▶ Directive
Give only the lines from the one containing "Where can the sky" through the end of the material below, exactly as written.

(Location annotation dataset excerpts)
------

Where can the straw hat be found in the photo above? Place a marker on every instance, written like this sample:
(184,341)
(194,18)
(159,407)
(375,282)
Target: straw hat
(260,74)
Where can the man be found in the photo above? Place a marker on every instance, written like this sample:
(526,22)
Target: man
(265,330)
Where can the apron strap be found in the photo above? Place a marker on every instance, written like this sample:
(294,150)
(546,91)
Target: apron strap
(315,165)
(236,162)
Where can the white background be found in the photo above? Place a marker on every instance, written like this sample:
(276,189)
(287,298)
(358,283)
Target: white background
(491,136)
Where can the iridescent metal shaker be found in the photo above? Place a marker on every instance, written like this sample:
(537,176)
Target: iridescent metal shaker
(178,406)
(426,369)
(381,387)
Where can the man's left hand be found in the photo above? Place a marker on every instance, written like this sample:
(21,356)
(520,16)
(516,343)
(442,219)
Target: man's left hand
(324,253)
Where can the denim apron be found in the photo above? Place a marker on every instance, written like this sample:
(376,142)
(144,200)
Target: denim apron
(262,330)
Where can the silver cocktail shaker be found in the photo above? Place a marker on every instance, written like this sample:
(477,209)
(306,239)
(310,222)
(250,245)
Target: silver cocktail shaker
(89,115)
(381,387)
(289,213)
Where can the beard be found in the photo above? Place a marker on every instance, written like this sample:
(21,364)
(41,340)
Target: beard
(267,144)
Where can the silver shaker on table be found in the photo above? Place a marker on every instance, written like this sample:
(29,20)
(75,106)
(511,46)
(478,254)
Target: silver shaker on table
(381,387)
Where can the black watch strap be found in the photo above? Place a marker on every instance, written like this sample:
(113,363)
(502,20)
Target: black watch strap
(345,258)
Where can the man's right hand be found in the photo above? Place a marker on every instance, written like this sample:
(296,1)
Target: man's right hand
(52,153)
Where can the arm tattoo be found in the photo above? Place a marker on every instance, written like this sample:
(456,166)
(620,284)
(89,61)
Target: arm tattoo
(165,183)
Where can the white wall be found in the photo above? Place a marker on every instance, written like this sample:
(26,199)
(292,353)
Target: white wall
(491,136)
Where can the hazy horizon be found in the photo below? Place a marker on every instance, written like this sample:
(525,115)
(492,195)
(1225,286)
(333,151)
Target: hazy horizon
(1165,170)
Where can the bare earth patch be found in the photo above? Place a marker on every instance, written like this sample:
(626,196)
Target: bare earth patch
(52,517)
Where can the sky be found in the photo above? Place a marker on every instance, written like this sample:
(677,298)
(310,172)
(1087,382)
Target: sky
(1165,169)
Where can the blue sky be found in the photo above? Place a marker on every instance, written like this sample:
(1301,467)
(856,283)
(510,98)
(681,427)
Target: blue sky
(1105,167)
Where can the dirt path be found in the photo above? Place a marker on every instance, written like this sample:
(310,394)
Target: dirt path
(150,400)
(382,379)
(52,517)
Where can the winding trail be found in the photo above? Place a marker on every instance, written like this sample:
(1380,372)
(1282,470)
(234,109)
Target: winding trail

------

▶ In response
Where can the sky be found in the photo above? Place a marker on every instance, written like this sample:
(677,298)
(310,172)
(1087,382)
Target: sky
(1165,169)
Where can the blue sky be found in the photo above? Place a marker on every instance, written like this sample:
(1301,467)
(856,283)
(510,98)
(681,427)
Target: blue sky
(1105,167)
Where can the dirt path be found in the photo above? Place a marker on every instance, written like this sample:
(310,394)
Target: dirt path
(150,400)
(382,379)
(52,517)
Where can the winding trail be found in the photo above? Place a marker on every instance, written like this sample:
(1380,372)
(1282,470)
(234,109)
Target: winding trail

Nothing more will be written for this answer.